### Source excerpt

Financing your education ultimately comes down to one thing: it’s a significant investment—but one that’s absolutely worth it.

Finishing your degree, especially if it’s been years since you’ve been enrolled, will come with its challenges not only from an academic perspective but also in terms of the time and financial investment that’s required. However, in the right situation with the right support system, you can get across the finish line and earn your degree with pride.

If you’re thinking about returning to school and have questions about how you’re going to finance your degree, then you’ve come to the right place. There are a number of scholarships, grants, tax credits, and other forms of financial aid available for students like you.

Keep reading to get the insight you need to afford going back to school!

Submit the Free Application for Federal Financial Aid (FAFSA)

FAFSA

If you’re returning to school and looking for scholarships, grants, and other financial aid to help reduce the cost, then FAFSA is the place to start. The Free Application for Federal Financial Aid is the universal entryway for many federal grants and scholarship opportunities and will be the place where you’ll find ways to finance your degree.

The basic requirements for being eligible to receive financial aid through FAFSA are that you must be a US citizen who’s enrolled in an accredited institution and has a financial need for tuition assistance. Read the full list of FAFSA application requirements here.

Southern’s FAFSA code is 003518. If you add the code when submitting your form, your submission will automatically be sent to Southern and you can qualify for financial aid for our Adult Degree Completion program.

Must-Read Blog Post: 3 Tips for Financing Your Adult Degree Program

Applying for the Federal Pell Grant

Through the FAFSA application, you’ll see federal grants and scholarships for which you may be qualified, including the Federal Pell Grant.

### Requests
1 - Output the part of the passage on paying for a return to school from "Financing your education" to "back to school!", copying it word for word.
2 - Find each line of the records that contains the word "dark" and copy those lines, treating uppercase and lowercase as different.
The passage on paying for a return to school and the records are independent of each other.

Excerpts from point annotation records:
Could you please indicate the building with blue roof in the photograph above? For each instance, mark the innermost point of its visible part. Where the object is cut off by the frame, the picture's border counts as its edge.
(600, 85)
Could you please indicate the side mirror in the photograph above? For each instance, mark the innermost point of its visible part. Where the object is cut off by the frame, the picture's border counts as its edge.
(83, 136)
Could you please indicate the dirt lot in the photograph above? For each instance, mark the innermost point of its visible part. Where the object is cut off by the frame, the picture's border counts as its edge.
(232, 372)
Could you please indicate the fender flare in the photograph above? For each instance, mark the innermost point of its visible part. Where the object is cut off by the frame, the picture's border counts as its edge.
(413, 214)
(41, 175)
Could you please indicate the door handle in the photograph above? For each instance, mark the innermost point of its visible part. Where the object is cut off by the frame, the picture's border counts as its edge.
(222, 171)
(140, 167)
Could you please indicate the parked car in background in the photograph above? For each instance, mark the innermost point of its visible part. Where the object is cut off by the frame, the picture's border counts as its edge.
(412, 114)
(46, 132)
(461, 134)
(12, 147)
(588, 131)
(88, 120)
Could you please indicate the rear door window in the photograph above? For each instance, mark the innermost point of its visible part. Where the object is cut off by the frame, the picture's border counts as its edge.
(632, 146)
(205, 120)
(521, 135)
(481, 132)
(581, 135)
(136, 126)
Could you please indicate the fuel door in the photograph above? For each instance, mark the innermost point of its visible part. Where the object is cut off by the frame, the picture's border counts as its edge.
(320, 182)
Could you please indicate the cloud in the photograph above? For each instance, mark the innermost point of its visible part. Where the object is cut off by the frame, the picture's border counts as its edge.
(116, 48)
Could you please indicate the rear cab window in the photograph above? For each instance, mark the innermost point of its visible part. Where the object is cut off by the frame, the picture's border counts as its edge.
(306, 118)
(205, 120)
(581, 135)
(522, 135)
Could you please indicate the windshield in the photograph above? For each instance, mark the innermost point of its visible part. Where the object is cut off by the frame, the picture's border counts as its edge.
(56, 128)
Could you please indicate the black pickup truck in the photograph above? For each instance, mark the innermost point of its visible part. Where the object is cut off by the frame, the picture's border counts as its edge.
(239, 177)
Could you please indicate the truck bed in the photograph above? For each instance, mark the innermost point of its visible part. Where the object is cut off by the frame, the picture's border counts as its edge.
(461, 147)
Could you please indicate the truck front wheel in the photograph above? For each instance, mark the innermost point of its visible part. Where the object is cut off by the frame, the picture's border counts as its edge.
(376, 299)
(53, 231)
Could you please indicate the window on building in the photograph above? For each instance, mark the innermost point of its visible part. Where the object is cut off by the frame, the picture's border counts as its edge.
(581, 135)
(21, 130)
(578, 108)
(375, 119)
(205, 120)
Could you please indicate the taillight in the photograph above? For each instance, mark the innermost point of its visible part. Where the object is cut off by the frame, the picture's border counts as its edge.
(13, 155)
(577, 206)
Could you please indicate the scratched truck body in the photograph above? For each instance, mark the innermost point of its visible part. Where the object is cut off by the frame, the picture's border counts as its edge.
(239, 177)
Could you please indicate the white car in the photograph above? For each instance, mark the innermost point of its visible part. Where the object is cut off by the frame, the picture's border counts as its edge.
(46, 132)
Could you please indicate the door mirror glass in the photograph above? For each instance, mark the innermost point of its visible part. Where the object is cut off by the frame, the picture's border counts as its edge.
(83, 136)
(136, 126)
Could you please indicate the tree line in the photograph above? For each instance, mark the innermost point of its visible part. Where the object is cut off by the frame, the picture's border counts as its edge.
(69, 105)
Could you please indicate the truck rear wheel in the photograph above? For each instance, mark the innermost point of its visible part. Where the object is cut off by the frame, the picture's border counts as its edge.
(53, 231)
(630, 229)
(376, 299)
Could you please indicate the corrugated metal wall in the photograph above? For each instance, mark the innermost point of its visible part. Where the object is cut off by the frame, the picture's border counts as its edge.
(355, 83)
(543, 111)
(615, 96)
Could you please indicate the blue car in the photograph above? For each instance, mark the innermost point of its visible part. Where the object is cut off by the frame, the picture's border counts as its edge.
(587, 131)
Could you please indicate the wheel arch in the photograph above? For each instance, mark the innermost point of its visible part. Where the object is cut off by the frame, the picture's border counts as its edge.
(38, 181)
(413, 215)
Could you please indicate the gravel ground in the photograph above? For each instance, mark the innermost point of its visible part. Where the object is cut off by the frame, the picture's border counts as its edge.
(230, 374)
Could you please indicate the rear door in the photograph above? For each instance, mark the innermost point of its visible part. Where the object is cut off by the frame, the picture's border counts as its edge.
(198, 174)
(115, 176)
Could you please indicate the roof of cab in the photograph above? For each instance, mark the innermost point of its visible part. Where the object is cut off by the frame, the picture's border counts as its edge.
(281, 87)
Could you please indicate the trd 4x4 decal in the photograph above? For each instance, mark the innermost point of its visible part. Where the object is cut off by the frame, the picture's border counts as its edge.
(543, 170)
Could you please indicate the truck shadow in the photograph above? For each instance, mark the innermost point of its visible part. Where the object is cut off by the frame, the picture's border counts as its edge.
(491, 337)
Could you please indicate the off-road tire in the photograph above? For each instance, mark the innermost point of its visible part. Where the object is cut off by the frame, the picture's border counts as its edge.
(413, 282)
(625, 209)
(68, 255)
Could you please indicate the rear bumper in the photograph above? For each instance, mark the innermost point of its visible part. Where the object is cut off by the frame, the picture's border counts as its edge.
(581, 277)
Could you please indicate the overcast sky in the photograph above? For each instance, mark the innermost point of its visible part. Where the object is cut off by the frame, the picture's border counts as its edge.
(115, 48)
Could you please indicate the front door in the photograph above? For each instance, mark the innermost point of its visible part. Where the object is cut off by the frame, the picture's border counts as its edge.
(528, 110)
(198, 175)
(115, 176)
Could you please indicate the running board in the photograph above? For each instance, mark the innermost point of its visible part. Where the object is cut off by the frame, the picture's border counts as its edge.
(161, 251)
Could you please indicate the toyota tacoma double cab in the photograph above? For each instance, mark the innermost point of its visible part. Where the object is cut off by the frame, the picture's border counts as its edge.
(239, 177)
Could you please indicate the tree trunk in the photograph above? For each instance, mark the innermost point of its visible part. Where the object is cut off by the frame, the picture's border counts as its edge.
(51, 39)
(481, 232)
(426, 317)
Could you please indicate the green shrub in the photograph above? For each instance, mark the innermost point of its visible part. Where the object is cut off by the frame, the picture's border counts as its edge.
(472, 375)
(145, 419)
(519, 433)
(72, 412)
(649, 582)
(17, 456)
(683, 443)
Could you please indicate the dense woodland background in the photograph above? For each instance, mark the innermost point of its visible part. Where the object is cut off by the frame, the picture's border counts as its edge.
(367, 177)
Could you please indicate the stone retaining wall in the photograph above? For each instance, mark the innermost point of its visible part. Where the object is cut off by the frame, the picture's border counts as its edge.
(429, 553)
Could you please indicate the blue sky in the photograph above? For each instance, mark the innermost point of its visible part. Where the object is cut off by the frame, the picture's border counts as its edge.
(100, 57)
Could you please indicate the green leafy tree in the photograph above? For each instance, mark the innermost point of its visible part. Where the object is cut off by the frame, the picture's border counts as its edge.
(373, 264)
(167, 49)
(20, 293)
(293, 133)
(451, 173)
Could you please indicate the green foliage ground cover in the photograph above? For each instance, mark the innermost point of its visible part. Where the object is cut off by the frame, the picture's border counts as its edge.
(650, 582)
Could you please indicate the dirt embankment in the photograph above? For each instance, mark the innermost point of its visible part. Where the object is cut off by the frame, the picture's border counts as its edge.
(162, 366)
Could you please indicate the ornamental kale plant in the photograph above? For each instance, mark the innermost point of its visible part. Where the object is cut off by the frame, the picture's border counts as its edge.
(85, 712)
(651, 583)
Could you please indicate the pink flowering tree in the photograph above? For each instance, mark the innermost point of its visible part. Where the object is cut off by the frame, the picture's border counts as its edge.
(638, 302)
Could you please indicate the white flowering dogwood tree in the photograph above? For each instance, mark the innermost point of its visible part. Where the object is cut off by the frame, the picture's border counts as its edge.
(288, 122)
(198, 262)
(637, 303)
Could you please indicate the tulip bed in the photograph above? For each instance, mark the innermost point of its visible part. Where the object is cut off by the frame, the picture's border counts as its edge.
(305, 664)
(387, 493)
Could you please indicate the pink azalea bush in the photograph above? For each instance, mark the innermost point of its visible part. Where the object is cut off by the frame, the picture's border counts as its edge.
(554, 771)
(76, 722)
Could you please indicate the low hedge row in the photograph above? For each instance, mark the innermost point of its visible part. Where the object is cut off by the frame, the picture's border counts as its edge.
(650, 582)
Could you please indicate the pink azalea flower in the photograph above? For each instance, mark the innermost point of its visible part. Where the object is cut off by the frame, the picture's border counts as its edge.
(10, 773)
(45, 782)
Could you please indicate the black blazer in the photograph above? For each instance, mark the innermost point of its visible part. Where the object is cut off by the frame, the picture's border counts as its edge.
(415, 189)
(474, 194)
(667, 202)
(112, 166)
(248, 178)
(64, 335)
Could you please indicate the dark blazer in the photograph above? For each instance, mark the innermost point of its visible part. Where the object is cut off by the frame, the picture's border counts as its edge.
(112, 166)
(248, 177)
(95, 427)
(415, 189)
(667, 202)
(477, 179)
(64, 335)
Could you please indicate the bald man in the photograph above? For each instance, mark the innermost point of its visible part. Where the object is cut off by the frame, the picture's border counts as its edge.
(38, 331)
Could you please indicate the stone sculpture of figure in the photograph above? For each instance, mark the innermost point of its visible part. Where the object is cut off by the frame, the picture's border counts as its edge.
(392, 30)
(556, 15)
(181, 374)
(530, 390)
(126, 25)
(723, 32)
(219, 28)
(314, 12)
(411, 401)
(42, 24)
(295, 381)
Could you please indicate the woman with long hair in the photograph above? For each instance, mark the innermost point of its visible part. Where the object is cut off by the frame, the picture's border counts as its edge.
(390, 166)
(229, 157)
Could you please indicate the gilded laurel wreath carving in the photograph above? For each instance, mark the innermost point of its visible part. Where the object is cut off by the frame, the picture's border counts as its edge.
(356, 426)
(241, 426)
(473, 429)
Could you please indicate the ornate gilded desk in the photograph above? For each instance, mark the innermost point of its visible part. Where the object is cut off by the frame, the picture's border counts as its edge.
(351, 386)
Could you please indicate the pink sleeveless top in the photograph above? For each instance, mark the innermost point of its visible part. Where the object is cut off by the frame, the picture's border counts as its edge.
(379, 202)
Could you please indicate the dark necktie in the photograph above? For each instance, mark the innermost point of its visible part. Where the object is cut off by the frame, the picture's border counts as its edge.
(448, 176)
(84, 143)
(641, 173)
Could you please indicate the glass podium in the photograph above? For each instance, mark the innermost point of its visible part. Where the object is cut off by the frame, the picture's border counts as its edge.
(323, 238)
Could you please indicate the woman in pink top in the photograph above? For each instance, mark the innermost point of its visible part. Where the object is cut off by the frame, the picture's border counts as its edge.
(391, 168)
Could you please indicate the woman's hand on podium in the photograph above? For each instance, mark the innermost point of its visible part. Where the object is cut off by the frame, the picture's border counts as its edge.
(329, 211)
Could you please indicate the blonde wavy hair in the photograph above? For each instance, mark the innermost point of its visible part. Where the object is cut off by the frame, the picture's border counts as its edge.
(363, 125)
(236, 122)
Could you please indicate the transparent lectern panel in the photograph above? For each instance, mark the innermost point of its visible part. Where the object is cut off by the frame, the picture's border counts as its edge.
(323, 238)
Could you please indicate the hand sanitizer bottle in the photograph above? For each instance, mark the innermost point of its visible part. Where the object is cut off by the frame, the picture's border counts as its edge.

### Outputs by task
1 -
Financing your education ultimately comes down to one thing: it’s a significant investment—but one that’s absolutely worth it.

Finishing your degree, especially if it’s been years since you’ve been enrolled, will come with its challenges not only from an academic perspective but also in terms of the time and financial investment that’s required. However, in the right situation with the right support system, you can get across the finish line and earn your degree with pride.

If you’re thinking about returning to school and have questions about how you’re going to finance your degree, then you’ve come to the right place. There are a number of scholarships, grants, tax credits, and other forms of financial aid available for students like you.

Keep reading to get the insight you need to afford going back to school!

2 -
Could you please indicate the dark blazer in the photograph above? For each instance, mark the innermost point of its visible part. Where the object is cut off by the frame, the picture's border counts as its edge.
Could you please indicate the dark necktie in the photograph above? For each instance, mark the innermost point of its visible part. Where the object is cut off by the frame, the picture's border counts as its edge.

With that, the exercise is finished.